Identify each line below that contains the string "clump" and copy those lines out in full.

__Labeled area outline items__.
__________
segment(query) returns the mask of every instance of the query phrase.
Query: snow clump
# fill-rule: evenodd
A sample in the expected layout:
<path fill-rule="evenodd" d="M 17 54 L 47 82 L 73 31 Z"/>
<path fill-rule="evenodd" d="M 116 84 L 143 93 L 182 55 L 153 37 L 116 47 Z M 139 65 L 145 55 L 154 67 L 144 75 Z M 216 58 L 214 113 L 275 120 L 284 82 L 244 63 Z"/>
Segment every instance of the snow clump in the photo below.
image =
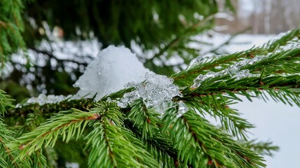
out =
<path fill-rule="evenodd" d="M 124 89 L 129 82 L 140 83 L 150 71 L 130 50 L 110 46 L 102 50 L 86 67 L 74 85 L 80 88 L 77 94 L 98 101 L 104 96 Z"/>
<path fill-rule="evenodd" d="M 142 98 L 147 108 L 154 108 L 160 113 L 170 107 L 172 99 L 181 96 L 179 88 L 173 84 L 173 80 L 165 76 L 146 73 L 143 83 L 129 83 L 126 86 L 133 87 L 135 90 L 124 94 L 118 102 L 120 107 L 125 108 L 135 100 Z"/>
<path fill-rule="evenodd" d="M 43 106 L 46 104 L 57 104 L 62 101 L 64 101 L 67 99 L 71 99 L 71 96 L 69 95 L 67 97 L 63 95 L 45 95 L 43 94 L 40 94 L 37 97 L 31 97 L 27 99 L 27 101 L 22 104 L 17 104 L 17 107 L 21 107 L 22 106 L 26 106 L 32 104 L 39 104 L 40 106 Z"/>

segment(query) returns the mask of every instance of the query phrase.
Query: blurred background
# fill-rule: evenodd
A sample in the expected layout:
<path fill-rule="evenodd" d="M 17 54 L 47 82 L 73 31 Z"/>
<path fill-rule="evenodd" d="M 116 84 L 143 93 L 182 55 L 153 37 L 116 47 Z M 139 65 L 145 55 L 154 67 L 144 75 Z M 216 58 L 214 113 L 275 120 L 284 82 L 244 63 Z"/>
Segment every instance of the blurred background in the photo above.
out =
<path fill-rule="evenodd" d="M 2 1 L 0 89 L 17 102 L 74 94 L 72 85 L 109 45 L 131 48 L 146 67 L 170 76 L 198 55 L 246 50 L 299 28 L 299 0 Z M 269 167 L 295 165 L 299 108 L 264 104 L 236 108 L 257 125 L 253 137 L 281 147 Z"/>

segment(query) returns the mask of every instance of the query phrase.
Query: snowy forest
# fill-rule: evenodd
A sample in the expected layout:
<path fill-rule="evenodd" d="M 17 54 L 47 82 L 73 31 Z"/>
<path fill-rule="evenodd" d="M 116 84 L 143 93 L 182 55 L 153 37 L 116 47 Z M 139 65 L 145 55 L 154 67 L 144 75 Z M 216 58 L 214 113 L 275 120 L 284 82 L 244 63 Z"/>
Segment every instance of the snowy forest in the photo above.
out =
<path fill-rule="evenodd" d="M 299 6 L 0 1 L 0 167 L 294 167 L 244 103 L 300 113 Z"/>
__________
__SOLUTION TO THIS TASK__.
Query: snow clump
Segment every instance of the snow clump in the photo below.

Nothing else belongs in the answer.